EXERCISE TEXT

┄┄┄┄┄┄┄┄┄┄

Heidi Gutman/CNBC/NBCU Photo Bank via Getty Images(WASHINGTON) -- A former Trump adviser is raising eyebrows in the investment community after disclosing a multi-million dollar sell-off in shares of a construction company reliant on steel just weeks before the President announced a 25 percent tariff on steel imports.

Carl Icahn, a billionaire investor and former special adviser to President Trump, disclosed in a February 22 SEC filing that his companies had shed a $31.3 million stake in Manitowoc. The company, according to its website, is a leading “manufacturer of cranes and lifting solutions with manufacturing, distribution, and service facilities.”

Manitowoc’s share value dropped 6 percent on Thursday after President Trump’s steel tariffs announcement, and on Friday shares hovered around $26. When Icahn sold off his Manitowoc holdings in mid-February, shares were trading between $32 and $34.

Icahn served as a special adviser to President Trump until August of 2017.

In a resignation letter addressed to President Trump, Icahn rejected allegations that his proximity to the president had benefited his investment holdings: “I never had access to nonpublic information or profited from my position, nor do I believe that my role presented conflicts of interest,” Icahn wrote. “I never sought any special benefit for any company with which I have been involved, and have only expressed views that I believed would benefit the refining industry as a whole.”

┄┄┄┄┄┄┄┄┄┄

AVAILABLE DATA
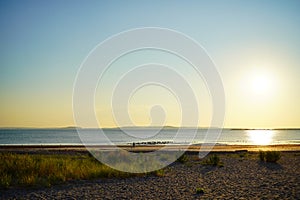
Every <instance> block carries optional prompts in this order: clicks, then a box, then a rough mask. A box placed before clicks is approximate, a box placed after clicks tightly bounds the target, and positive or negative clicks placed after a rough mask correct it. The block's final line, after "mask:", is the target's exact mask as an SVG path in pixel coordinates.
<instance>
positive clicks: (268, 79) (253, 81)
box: [252, 74, 272, 93]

┄┄┄┄┄┄┄┄┄┄

REQUIRED WORK
1. Answer these from the article on Carl Icahn's Manitowoc stock sale:
(a) How large was the Manitowoc stake that Icahn's companies shed?
(b) In what price range were Manitowoc shares trading when he sold in mid-February?
(c) Until when did Icahn serve as a special adviser to President Trump?
2. Please carry on the article about Carl Icahn's Manitowoc stock sale from its last sentence.

SOLVED PROBLEMS
1.
(a) $31.3 million
(b) Between $32 and $34
(c) August of 2017

2.
Shortly after his August departure from the administration, The New Yorker published a lengthy profile of Icahn’s time in the White House, questioning if he was using his position to benefit his holdings.

As a candidate, Trump invoked Icahn’s name frequently on the campaign trail, touting him as the man he’d call in to handle trade deals, specifically with China.

“He's an unbelievably tough business guy… And I said, if I ever get there, I want you to oversee the negotiations with China,” Trump said of Icahn at a 2015 campaign rally in Alabama. “Unbelievable negotiator… Carl is one of the greats, very famous, very rich, and he would love to do it.”

In an appearance on CNBC Thursday morning, Icahn downplayed his relationship with the president, saying he hadn’t “had much interaction with [the president] at all in the last four or five months.”

Icahn’s SEC disclosure was first reported by Think Progress.